• Input records:

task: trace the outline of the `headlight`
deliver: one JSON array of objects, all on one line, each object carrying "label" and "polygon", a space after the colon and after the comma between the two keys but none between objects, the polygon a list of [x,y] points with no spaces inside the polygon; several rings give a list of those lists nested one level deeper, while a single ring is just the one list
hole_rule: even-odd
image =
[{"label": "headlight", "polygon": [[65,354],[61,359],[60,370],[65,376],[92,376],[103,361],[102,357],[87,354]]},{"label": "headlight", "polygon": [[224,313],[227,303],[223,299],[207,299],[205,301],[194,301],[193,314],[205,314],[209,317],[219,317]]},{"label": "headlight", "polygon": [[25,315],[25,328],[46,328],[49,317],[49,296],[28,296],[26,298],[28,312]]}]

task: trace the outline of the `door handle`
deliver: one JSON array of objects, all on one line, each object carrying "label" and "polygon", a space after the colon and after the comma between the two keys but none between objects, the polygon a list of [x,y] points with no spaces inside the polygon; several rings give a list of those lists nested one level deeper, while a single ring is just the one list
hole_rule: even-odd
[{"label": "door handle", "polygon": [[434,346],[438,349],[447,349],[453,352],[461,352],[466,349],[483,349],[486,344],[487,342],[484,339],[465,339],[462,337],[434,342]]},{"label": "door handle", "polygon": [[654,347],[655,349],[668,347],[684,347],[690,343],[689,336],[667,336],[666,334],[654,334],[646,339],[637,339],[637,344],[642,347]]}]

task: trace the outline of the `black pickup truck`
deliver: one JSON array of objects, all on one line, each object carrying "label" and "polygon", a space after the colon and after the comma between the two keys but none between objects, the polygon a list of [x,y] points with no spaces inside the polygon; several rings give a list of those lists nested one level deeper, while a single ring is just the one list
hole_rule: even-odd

• Directions for this task:
Reproduce all of the data above, requests included, and shift every polygon coordinate in the answers by adding 35 to it.

• Response to the task:
task: trace the outline of the `headlight`
deliver: one JSON array of objects, all on one line, each object carrying "label" and "polygon", a space after the colon and after the comma between the two keys but none between objects, the polygon a list of [x,y] points with no spaces inside the polygon; several rings give a list of those lists nested one level deeper, while a single ring is just the one list
hole_rule: even-odd
image =
[{"label": "headlight", "polygon": [[100,389],[96,394],[95,405],[100,411],[127,411],[138,396],[137,392],[122,389]]},{"label": "headlight", "polygon": [[259,348],[262,338],[258,334],[242,334],[240,336],[229,336],[228,349],[240,349],[244,352],[254,352]]},{"label": "headlight", "polygon": [[60,350],[60,363],[81,363],[84,352],[84,331],[63,331],[61,333],[63,347]]}]

task: trace the outline of the `door handle`
deliver: one JSON array of objects, all on one line, each object carrying "label" and "polygon", a space after the colon and after the comma between the two keys but none between objects, the polygon a list of [x,y] points with no spaces inside the polygon; several rings give a list of those lists nested one level deeper, while a single ring is just the one list
hole_rule: even-odd
[{"label": "door handle", "polygon": [[469,381],[473,384],[482,384],[488,387],[496,387],[501,384],[518,384],[521,379],[522,377],[519,374],[500,374],[497,372],[469,377]]},{"label": "door handle", "polygon": [[689,382],[690,384],[703,382],[719,382],[725,378],[724,371],[702,371],[701,369],[689,369],[681,374],[672,374],[672,379],[677,382]]}]

task: trace the outline of the `black pickup truck`
deliver: one JSON array of objects, all on one line, each object carrying "label" and "polygon", a space after the colon and after the comma between the two keys but none between objects, the polygon a list of [x,y] points with no spaces inside the polygon; several rings give a list of those lists nested one level deeper, while a single ring is just the one list
hole_rule: even-odd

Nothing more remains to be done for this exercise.